**Set of tasks:**
a) According to the text on Tully's coffee strategy, what is the biggest problem with Tully's?
b) Pick up the text on Tully's coffee strategy after its final sentence and keep writing.
# start of Text to read
Strategy #1: Get a point of view
It’s always a mistake to be the alternative, without a positive reason for choosing that alternative. The biggest problem with Tully’s is that they don’t have a point of view. Customers want to feel some authentic passion, whether for the 3rd place, for a particular approach to coffee, for a personalized experience, or whatever. Even before doing customer research, they need to figure out what their passion is, then figure out which customers want that.
When in doubt, nichify. That is, be the best at doing one thing for one type of customer. Then build out from there. Currently, it is difficult to know what Tully’s is best at. So it is a bland “Starbucks lite” even with Lavender drinks, ice cream or whatever wacky thing they’re doing this week.
# end of Text to read
# start of Records
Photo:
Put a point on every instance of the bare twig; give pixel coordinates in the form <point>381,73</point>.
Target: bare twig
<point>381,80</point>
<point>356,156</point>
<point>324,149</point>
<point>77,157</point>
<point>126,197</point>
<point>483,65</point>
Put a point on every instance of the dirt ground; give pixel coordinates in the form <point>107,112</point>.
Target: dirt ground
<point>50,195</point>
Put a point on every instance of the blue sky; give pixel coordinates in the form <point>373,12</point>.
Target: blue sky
# end of Records
**Answers per task:**
a) They don't have a point of view.

b)
Strategy #2: Organize for that point of view
Tully’s loses the opportunity to gain brand loyalty with customers because they don’t deliver a differentiated experience. After doing internal and customer research to find out why people choose Tully’s, what they do well, and what they can own over time in the market, they need to set themselves up to intentionally and consistently deliver that experience. Organizing themselves around their core assets will enable them to drive the brand through the organization – from determining what products to offer, what type of people they hire, how they structure their stores, to how they train and how they communicate what they do – strengthening their point of differentiation in the hearts and minds of their employees and customers alike. Tully’s should bring back the local coffee shop feel — comfy seats, bulletin boards, art, mellow hip music. Tully’s has a chance to be more friendly not tragically hip — something really missing in many coffee shops. They need to remove any similarities to Starbucks - similar sounding drinks, merchandising and store layout and create a place that speaks to being local and yet coffee sophisticated.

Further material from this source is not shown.